_Data listing:_

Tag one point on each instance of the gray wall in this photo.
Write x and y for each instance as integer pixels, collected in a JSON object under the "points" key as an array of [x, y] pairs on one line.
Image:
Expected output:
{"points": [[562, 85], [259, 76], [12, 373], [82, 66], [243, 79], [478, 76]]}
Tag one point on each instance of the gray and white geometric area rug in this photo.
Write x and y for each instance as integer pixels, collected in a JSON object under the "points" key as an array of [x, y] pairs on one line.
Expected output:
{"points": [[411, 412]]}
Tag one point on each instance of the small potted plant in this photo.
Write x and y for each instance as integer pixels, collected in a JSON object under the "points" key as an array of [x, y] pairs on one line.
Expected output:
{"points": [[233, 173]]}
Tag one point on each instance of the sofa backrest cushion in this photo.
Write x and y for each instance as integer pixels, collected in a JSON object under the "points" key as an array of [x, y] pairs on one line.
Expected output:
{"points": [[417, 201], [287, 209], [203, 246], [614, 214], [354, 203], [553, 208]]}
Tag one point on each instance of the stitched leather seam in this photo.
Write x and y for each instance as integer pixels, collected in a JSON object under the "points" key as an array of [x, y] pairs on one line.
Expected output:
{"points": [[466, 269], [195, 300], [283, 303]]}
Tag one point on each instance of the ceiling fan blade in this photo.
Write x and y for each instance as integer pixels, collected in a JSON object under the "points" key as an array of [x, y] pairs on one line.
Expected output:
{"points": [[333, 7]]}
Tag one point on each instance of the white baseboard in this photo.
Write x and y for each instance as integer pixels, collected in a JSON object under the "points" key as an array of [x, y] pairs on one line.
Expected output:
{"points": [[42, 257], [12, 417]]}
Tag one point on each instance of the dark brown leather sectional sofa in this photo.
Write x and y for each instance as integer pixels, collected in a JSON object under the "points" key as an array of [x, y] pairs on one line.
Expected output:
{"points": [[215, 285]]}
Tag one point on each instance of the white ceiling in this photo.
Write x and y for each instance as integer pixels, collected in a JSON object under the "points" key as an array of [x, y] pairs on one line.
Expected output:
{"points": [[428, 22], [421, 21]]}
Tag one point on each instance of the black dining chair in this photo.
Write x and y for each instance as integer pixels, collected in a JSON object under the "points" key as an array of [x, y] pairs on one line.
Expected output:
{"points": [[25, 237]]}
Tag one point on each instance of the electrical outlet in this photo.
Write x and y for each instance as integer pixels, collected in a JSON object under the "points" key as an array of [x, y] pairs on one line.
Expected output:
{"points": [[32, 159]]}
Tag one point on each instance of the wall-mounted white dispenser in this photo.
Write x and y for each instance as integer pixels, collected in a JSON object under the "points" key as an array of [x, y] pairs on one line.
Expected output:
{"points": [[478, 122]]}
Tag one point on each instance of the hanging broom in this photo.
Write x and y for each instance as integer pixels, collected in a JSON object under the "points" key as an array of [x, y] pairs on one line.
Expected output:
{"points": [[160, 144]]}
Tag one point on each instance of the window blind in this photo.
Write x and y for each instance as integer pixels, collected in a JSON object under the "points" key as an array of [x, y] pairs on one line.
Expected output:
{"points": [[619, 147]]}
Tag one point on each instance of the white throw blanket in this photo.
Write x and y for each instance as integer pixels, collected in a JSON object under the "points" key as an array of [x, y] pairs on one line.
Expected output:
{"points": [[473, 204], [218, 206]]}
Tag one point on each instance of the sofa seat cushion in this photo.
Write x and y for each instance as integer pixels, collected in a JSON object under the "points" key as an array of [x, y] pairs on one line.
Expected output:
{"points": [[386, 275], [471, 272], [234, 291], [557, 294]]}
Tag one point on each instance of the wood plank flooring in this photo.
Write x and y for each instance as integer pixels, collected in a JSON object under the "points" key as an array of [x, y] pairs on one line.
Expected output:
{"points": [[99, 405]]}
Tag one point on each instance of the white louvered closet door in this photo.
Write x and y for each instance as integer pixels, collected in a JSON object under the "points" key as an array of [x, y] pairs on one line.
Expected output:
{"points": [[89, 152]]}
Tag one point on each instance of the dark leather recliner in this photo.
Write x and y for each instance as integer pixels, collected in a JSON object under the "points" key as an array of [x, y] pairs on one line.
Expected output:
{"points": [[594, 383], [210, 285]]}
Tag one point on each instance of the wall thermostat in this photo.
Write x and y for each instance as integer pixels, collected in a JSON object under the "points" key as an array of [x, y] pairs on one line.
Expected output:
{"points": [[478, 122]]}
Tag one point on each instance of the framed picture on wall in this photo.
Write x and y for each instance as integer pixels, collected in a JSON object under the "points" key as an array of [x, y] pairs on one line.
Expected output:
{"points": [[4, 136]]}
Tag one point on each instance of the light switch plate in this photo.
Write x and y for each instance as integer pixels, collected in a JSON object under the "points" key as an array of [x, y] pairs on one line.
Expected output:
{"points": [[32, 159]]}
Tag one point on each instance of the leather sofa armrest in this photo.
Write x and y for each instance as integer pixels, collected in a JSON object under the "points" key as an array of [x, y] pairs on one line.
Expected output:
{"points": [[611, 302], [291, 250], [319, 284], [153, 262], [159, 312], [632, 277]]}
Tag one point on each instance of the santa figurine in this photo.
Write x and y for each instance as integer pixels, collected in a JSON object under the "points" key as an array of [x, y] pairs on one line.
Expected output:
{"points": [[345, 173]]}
* * *
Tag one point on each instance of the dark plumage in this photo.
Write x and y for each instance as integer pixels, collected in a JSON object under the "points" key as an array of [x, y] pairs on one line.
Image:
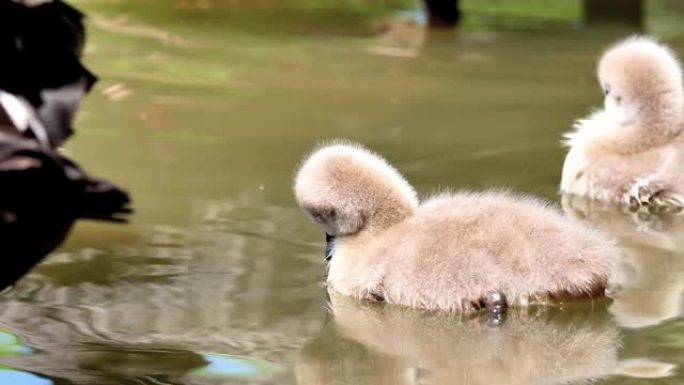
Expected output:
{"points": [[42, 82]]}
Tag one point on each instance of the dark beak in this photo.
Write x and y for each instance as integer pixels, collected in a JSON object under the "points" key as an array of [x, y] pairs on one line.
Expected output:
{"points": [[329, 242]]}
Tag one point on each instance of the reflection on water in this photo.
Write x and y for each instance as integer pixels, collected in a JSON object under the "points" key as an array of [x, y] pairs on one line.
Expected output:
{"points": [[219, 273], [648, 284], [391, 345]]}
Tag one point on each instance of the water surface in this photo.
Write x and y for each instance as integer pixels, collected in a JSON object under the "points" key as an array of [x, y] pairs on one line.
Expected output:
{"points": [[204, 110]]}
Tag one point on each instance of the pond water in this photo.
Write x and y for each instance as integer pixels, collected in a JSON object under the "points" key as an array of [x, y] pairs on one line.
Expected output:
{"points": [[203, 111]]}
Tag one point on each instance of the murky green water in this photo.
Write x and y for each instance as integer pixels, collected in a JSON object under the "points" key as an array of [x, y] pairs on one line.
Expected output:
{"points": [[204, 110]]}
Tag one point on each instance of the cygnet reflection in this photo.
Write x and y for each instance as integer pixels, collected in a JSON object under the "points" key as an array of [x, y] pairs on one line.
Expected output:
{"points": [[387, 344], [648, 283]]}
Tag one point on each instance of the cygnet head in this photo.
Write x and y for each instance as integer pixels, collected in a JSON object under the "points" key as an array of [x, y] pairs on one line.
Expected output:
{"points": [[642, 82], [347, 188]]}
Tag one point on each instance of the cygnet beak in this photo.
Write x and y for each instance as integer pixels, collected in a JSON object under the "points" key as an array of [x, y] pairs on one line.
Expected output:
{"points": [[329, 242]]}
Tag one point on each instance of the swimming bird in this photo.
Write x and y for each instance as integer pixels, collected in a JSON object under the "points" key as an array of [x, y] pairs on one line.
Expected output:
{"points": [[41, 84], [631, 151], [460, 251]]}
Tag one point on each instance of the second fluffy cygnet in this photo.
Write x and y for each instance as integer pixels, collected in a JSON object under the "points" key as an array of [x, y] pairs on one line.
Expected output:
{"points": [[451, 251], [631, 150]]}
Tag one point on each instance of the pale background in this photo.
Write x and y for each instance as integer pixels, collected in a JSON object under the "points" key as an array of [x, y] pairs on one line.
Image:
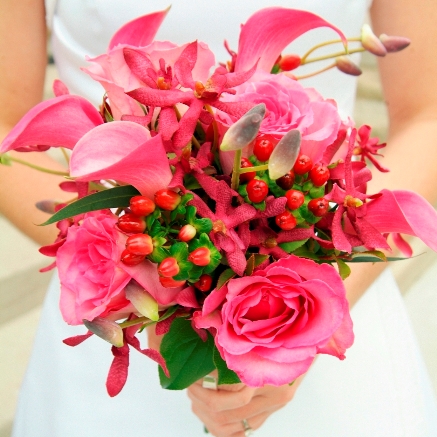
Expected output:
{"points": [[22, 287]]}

_Exercise requirements:_ In the data above, find the line that contains "Tag one point on each instance of the window" and the line that contains "Tag one point on each instance of the wood". Repeat exactly those lines and every line between them, and only those.

_Solution:_
Tag one point on each instance of the window blind in this photo.
Write x and y for each instance as integer pixels, collected in a JSON object under the "points" key as an array of [x, y] pairs on one line.
Expected output:
{"points": [[619, 147]]}
Tag one point on each instance of the white throw blanket in this photo.
Write x and y for each instance as integer pixels, collected in a JSON object under the "points" key as an array of [x, y] pairs on one line.
Expected output:
{"points": [[473, 204], [218, 206]]}
Tag one point on each instance of the sofa seat cushion in this photo.
Write x and y for each instance as integer pixels, collected in a JSON object under the "points" key as an array of [x, y] pairs on one line.
Expected output:
{"points": [[386, 275], [471, 272], [234, 291], [557, 294]]}
Tag one point on each instance of the wood plank flooring in this photo.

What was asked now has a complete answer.